━━━━━ Exercise material

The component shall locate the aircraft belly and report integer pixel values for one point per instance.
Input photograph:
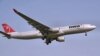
(26, 35)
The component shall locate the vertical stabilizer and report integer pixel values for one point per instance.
(7, 28)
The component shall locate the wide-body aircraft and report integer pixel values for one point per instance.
(44, 32)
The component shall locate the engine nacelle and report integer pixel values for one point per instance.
(60, 39)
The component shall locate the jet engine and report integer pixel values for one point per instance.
(60, 39)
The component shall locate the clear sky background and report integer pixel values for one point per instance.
(53, 13)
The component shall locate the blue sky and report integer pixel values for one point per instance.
(53, 13)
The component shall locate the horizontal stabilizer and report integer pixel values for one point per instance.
(5, 34)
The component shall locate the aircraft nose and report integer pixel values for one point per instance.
(93, 27)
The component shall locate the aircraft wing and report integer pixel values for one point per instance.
(42, 28)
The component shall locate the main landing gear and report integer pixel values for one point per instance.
(48, 41)
(85, 33)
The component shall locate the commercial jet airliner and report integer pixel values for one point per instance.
(44, 32)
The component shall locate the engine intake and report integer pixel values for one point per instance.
(60, 39)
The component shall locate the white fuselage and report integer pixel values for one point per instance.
(61, 31)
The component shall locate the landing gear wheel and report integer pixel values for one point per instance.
(48, 41)
(86, 34)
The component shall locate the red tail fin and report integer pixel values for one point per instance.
(7, 28)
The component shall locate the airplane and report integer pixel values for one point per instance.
(44, 32)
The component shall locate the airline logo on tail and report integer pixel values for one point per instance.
(7, 28)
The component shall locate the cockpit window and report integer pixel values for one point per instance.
(74, 26)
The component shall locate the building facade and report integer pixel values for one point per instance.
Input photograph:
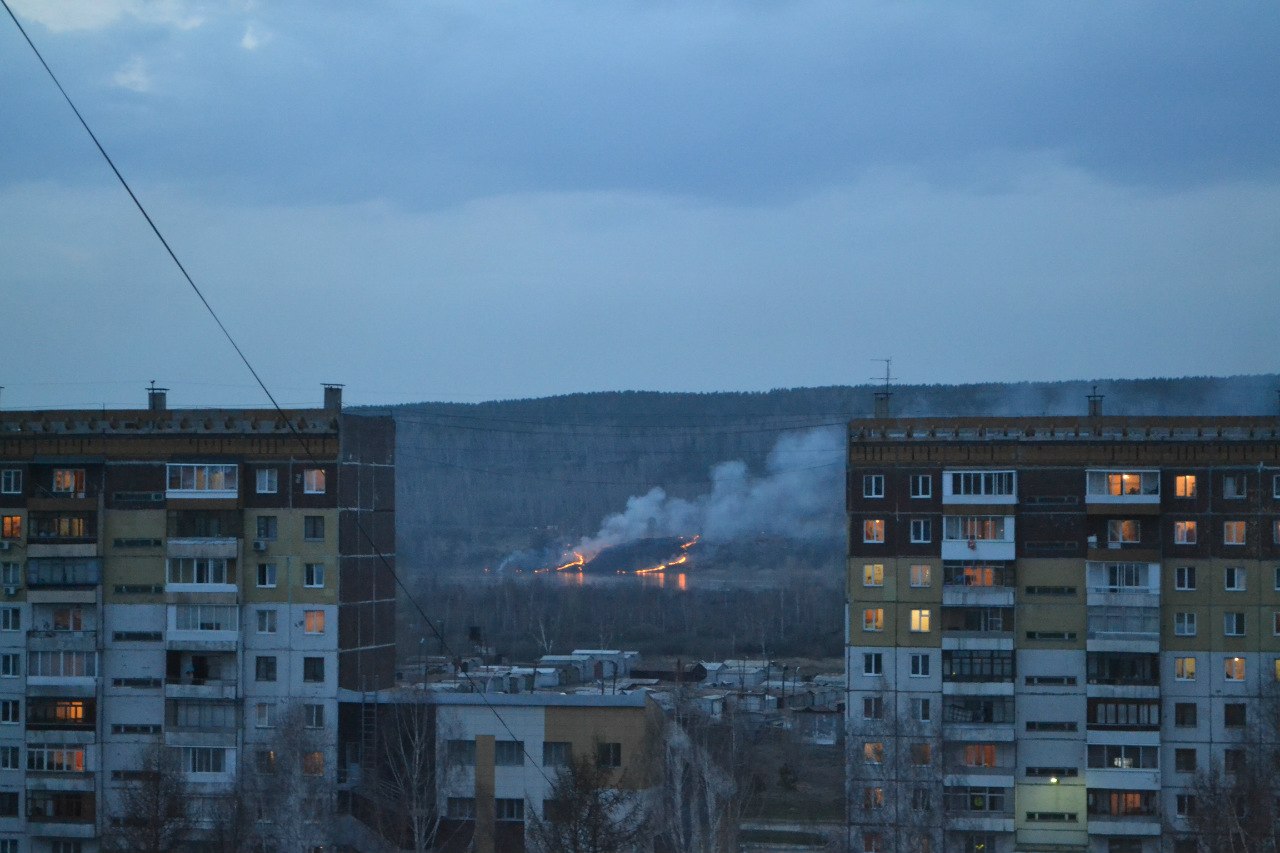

━━━━━━━━━━

- **Exercise instructions**:
Find each line of the listing above that contains the string "gear", treating uppercase and lowercase as different, and copy those lines out.

- **Solution**:
The component shall locate the main landing gear and report integer pixel values for one point per instance.
The component shall locate the landing gear wheel and report integer pixel values for one point per instance.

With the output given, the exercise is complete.